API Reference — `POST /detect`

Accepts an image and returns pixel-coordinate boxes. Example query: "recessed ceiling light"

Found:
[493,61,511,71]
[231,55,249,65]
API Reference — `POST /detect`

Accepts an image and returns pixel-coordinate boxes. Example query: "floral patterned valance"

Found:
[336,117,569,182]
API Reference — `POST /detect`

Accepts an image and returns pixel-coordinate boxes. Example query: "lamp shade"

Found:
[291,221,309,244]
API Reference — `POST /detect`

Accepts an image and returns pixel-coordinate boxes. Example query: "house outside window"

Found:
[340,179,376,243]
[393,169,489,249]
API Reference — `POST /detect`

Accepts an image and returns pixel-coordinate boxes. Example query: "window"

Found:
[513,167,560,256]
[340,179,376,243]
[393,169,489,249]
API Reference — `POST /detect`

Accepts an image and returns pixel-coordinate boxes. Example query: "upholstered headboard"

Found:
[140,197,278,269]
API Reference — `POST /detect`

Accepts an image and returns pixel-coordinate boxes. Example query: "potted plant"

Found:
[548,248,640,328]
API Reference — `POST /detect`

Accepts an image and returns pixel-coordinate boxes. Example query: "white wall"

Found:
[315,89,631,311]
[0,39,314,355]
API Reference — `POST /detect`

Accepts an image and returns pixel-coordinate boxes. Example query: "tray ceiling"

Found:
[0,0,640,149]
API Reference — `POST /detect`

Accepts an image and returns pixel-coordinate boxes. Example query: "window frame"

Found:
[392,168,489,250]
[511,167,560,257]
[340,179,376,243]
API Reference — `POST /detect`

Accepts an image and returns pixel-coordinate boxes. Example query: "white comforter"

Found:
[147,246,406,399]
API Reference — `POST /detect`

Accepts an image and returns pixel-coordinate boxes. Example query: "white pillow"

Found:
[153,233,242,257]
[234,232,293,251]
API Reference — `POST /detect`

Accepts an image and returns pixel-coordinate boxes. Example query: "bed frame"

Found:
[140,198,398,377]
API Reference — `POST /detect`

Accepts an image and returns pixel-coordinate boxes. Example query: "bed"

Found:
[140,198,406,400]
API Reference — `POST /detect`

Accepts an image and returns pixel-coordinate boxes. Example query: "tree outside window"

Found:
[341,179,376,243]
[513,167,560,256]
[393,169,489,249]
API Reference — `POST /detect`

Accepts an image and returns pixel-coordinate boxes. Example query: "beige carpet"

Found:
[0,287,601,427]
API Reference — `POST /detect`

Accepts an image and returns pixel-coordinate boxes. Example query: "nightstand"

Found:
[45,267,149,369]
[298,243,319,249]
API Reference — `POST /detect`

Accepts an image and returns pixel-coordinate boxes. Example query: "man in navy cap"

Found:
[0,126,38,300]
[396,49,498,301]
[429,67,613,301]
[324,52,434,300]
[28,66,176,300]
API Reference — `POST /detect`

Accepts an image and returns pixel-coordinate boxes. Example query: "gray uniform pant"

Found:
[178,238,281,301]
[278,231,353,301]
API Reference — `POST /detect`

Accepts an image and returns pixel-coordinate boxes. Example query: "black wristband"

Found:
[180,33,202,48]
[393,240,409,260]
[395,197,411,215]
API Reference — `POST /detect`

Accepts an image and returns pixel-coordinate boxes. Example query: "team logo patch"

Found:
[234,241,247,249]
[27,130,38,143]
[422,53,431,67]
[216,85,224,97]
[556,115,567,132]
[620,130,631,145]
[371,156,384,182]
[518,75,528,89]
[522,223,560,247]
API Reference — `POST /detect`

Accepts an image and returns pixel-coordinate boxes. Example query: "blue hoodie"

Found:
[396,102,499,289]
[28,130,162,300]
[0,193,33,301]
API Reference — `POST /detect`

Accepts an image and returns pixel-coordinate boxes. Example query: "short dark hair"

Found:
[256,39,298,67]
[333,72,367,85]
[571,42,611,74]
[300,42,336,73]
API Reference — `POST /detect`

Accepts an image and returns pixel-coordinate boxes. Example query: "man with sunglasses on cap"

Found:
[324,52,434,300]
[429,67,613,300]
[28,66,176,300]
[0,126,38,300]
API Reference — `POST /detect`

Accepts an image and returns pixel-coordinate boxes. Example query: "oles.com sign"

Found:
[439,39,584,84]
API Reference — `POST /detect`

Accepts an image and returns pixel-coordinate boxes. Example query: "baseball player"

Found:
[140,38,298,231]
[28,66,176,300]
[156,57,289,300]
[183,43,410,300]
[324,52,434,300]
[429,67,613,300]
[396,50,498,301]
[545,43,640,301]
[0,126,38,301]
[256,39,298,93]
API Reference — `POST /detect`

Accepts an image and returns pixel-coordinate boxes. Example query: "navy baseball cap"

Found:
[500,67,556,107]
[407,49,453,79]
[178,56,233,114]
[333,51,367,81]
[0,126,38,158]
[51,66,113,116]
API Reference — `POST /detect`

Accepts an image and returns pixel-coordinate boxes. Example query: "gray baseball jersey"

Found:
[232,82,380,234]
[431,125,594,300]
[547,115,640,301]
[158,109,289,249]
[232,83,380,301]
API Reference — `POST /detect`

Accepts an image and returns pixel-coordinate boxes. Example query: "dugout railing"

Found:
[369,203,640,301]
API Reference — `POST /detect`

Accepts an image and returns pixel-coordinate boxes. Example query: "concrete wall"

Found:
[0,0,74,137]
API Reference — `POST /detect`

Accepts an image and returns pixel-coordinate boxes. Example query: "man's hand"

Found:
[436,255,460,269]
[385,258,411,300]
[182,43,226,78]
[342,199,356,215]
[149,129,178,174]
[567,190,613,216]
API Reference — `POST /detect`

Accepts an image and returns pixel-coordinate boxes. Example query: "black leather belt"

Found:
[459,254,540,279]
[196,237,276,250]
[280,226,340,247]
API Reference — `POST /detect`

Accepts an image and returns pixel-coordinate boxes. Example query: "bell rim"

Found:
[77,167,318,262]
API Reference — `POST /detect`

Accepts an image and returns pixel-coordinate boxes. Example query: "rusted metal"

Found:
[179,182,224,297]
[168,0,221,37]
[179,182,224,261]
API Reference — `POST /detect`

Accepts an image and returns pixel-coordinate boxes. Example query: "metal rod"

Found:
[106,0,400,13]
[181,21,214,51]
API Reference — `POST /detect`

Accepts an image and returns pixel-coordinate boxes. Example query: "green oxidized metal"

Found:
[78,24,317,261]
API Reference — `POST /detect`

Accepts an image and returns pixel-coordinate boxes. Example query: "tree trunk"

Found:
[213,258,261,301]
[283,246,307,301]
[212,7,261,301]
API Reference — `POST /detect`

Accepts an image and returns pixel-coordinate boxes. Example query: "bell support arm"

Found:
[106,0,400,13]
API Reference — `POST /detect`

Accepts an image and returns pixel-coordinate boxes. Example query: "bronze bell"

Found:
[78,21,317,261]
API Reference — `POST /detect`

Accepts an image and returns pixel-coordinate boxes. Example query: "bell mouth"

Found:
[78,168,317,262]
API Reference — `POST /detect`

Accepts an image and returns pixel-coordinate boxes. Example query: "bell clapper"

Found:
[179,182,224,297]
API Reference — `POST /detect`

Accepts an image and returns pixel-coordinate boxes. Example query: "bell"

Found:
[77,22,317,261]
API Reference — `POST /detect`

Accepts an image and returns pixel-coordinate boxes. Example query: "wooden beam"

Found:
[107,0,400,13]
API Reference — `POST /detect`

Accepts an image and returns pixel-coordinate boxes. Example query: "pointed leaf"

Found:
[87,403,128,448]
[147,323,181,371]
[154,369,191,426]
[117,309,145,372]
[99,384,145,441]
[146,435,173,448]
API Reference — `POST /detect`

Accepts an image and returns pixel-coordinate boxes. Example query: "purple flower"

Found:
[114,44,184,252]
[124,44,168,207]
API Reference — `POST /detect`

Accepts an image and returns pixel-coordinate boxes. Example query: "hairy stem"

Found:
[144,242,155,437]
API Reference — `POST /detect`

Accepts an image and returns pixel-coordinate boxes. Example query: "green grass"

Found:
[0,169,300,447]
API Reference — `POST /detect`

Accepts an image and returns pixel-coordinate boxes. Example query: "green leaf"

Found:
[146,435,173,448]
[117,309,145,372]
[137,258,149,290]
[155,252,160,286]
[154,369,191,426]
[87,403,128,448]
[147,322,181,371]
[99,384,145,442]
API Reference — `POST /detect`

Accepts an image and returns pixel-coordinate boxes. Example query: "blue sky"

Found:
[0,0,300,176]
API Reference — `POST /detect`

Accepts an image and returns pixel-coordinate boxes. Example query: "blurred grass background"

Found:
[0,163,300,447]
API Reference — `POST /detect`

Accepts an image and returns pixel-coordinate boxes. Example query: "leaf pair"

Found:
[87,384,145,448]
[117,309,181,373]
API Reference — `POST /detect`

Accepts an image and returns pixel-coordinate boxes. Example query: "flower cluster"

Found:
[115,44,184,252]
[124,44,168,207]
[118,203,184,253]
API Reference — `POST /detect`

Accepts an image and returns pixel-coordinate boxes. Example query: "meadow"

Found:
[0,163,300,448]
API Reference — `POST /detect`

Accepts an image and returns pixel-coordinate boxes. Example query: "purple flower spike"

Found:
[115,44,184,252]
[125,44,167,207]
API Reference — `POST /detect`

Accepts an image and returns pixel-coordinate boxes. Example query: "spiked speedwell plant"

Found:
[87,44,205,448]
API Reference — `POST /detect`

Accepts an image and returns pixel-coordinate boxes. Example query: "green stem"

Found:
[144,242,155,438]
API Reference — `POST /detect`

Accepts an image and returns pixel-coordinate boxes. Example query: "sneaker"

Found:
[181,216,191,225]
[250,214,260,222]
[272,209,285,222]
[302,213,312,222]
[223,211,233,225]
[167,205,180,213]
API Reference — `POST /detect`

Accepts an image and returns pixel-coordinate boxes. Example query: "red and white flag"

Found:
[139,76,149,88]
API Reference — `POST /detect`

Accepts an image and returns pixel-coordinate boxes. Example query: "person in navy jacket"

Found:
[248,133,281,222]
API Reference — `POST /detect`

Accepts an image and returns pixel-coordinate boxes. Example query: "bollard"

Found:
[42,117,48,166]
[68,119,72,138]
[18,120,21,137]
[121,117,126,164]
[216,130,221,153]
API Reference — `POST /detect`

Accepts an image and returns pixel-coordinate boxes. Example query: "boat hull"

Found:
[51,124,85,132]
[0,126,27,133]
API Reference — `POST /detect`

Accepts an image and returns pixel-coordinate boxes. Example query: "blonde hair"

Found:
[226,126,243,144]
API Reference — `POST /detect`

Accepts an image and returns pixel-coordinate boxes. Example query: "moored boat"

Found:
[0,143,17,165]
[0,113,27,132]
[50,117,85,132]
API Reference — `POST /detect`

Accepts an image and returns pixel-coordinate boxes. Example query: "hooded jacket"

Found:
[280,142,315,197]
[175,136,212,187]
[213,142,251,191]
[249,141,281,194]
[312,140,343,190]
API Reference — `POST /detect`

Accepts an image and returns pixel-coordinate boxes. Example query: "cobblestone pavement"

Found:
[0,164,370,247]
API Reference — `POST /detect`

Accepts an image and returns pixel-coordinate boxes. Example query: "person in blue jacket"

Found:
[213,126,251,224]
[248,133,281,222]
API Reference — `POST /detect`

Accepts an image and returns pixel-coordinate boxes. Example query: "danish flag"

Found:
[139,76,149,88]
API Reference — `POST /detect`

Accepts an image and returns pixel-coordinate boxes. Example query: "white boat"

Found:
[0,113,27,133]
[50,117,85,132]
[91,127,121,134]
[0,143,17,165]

▶ _Exercise_: Count the lines of the data that contain the string "black", matching case exactly, and give only the number.

▶ _Task output_: 2